Supplied text.
========================================================================

It’s also critical to set expectations for the partnership. At Arizona Wilderness, Fowle says he generally tells influencers that he’d love to provide beer to them, with no strings attached. If they post about it, great. If not, it’s a small cost.
Other breweries may make specific requests about the number of posts, the type of content, and when it’s posted, before they send beer to an influencer—particularly if there’s financial compensation. Bautista says the most successful partnerships lay this out clearly. She recalls Night Shift Brewing in Everett, Massachusetts, emailing her about a potential paid campaign to promote its new line of hard seltzers.
“They were super-professionals, told me exactly what they were looking for,” she says. “They were immediately like, ‘Yes, compensation is included. Here’s the product that’s included. Here’s the timeline for when this is released and when we’d like you to post.’”

========================================================================

Supplied information.
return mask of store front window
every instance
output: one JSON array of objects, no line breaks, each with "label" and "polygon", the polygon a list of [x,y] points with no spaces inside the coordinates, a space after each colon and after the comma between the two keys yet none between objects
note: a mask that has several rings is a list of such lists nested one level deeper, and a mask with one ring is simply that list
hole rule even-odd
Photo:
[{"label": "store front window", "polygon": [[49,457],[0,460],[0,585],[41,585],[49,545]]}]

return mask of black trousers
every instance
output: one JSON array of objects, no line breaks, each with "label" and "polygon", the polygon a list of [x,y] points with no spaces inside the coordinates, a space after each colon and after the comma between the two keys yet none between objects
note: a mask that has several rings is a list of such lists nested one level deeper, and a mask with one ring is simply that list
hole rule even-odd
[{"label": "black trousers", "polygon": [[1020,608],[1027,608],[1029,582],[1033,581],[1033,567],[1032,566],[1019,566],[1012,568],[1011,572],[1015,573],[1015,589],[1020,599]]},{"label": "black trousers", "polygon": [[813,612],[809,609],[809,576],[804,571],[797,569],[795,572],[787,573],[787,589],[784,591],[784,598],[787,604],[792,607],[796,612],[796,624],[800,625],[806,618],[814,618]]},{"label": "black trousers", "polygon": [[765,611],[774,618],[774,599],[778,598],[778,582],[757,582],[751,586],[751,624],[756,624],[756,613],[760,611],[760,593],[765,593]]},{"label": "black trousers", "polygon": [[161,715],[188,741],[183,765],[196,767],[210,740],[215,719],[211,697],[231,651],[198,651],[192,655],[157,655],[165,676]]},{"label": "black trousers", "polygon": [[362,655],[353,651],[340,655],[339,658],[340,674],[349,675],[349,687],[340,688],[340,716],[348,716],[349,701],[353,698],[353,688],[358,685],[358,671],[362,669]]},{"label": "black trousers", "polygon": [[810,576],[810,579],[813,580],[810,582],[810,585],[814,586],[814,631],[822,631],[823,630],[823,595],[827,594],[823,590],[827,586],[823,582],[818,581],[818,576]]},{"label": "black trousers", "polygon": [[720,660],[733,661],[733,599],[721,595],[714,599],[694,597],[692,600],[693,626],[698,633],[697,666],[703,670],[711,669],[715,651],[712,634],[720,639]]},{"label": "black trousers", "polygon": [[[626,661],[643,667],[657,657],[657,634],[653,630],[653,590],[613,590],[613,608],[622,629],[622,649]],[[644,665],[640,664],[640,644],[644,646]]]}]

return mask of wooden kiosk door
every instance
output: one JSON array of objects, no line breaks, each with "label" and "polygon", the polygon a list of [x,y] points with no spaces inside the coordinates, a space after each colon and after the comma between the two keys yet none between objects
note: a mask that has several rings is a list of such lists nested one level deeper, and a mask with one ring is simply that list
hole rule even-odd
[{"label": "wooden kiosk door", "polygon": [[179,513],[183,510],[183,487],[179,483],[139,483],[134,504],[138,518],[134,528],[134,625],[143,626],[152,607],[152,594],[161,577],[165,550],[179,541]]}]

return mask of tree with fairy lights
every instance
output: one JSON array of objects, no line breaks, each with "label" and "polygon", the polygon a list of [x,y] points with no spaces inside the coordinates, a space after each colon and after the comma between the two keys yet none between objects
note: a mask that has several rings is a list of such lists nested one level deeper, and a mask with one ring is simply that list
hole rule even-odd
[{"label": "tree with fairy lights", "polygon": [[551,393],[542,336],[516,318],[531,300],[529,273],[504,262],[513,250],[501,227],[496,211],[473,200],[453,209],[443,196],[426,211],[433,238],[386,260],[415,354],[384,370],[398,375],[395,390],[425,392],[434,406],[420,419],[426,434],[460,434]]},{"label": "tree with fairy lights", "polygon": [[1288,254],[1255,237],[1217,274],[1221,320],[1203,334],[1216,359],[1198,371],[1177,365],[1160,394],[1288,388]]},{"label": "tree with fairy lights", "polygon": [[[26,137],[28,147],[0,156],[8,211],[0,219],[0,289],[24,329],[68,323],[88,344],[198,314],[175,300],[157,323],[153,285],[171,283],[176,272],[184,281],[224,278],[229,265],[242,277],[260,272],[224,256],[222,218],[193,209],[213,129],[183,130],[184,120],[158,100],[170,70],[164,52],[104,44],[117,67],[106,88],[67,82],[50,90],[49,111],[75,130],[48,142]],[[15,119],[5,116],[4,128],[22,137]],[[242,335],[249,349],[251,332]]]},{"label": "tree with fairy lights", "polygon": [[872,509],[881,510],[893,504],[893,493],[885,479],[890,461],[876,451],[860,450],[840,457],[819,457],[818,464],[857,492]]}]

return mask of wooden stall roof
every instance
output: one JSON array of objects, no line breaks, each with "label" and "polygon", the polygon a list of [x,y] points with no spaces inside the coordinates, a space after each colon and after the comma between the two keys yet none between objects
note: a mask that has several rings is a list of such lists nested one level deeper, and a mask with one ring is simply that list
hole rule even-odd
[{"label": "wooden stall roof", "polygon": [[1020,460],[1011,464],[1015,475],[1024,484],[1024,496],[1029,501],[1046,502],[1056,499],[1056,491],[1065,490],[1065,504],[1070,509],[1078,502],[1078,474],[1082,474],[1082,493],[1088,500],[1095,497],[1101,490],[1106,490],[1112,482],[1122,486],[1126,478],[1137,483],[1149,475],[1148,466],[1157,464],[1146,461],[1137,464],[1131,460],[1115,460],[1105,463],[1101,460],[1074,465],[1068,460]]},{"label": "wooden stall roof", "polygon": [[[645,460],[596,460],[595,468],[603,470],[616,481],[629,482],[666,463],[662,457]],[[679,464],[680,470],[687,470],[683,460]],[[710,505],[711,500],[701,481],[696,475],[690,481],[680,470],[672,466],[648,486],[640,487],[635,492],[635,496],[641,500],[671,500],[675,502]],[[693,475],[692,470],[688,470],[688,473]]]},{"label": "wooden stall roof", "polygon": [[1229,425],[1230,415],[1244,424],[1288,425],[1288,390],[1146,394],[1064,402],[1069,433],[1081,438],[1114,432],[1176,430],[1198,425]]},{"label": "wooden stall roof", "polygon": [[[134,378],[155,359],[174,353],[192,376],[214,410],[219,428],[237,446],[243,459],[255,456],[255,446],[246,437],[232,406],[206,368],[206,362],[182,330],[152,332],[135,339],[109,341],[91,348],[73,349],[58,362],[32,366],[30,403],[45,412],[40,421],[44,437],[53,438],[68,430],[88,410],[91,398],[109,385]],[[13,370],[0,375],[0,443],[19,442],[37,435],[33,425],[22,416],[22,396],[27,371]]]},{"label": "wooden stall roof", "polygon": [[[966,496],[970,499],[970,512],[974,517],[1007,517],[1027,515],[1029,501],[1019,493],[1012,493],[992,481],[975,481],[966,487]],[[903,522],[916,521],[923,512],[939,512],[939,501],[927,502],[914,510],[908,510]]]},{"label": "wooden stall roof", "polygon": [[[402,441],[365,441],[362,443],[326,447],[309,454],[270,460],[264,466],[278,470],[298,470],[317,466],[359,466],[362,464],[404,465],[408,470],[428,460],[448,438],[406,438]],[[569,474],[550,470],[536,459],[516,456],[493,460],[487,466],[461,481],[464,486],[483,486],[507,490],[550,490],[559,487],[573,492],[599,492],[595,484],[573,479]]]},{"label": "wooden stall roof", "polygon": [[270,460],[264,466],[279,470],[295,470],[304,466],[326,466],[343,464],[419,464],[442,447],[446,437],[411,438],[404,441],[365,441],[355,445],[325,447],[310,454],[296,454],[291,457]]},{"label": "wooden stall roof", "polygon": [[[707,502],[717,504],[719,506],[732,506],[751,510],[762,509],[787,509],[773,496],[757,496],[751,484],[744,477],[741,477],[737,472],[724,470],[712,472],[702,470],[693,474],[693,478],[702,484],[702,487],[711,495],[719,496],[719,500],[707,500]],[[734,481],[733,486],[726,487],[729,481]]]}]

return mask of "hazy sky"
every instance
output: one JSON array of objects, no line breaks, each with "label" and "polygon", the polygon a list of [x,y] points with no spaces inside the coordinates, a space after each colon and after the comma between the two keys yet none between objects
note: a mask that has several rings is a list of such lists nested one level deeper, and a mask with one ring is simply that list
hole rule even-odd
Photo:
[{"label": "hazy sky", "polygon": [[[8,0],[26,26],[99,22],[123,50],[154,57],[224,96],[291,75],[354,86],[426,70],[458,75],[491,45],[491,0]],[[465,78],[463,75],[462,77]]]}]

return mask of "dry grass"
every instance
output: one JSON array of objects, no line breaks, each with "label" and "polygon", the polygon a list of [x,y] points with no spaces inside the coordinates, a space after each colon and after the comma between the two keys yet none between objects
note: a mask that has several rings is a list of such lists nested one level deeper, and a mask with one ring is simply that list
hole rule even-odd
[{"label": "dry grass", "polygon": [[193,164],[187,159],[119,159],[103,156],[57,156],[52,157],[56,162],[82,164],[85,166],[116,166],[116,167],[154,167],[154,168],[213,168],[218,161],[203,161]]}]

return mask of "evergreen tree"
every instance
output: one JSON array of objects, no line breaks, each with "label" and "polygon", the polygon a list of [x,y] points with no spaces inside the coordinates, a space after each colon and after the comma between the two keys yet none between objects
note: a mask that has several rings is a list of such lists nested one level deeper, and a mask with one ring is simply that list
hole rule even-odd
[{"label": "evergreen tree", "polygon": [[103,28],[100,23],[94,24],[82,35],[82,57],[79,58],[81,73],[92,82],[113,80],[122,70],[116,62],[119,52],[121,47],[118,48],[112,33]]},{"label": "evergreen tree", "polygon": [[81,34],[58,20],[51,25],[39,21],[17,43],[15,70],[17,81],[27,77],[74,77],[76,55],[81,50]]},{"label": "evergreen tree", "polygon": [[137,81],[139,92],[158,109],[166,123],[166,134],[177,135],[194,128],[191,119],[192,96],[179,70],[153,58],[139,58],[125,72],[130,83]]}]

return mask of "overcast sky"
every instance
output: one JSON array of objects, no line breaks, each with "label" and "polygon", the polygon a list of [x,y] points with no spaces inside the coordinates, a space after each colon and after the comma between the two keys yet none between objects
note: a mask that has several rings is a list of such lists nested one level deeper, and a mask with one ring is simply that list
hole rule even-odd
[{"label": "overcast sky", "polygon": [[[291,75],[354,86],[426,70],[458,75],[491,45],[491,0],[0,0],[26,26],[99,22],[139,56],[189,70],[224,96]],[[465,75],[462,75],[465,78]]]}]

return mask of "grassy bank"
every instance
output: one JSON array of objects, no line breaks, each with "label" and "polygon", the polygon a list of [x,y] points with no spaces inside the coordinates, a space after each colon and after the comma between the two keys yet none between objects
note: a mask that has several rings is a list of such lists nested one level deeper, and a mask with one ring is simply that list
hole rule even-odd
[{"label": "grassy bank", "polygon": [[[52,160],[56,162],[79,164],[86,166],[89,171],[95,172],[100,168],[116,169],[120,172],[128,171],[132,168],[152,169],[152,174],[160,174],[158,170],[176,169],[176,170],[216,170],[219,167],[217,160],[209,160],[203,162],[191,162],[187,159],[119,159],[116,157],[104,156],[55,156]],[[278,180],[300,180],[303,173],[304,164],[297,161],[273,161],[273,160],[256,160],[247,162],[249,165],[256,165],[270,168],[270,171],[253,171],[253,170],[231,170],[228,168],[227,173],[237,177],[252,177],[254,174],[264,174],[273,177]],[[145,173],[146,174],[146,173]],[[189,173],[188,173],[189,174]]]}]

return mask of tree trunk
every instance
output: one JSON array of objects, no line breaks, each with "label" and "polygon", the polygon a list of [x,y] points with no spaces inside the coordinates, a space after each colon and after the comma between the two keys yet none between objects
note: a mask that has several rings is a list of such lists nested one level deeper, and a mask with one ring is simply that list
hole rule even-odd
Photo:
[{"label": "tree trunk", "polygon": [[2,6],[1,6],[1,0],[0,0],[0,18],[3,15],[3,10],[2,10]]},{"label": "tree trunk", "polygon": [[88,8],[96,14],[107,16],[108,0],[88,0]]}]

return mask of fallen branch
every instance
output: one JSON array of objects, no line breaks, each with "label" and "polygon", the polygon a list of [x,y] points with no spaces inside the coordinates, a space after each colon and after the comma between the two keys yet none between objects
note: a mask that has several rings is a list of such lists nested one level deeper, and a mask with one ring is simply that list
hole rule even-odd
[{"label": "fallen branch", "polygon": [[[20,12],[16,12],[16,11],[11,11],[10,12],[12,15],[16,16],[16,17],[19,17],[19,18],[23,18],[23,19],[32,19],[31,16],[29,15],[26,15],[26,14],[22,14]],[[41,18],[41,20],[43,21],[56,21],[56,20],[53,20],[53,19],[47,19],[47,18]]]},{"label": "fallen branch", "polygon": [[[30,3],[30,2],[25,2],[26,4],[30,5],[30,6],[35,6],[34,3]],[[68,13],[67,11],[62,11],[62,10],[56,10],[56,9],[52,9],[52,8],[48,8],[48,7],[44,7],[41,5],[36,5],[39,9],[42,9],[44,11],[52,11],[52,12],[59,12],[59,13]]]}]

========================================================================

Things to do.
1. In the passage on breweries and influencers, what did Night Shift Brewing want to promote in its potential paid campaign?
2. Rewrite the section of the passage on breweries and influencers from "It’s also critical" to "a small cost.", replacing "influencers" with "content creators".
The listing has no role in this work.

Solutions to the problems.
1. Its new line of hard seltzers.

2.
It’s also critical to set expectations for the partnership. At Arizona Wilderness, Fowle says he generally tells content creators that he’d love to provide beer to them, with no strings attached. If they post about it, great. If not, it’s a small cost.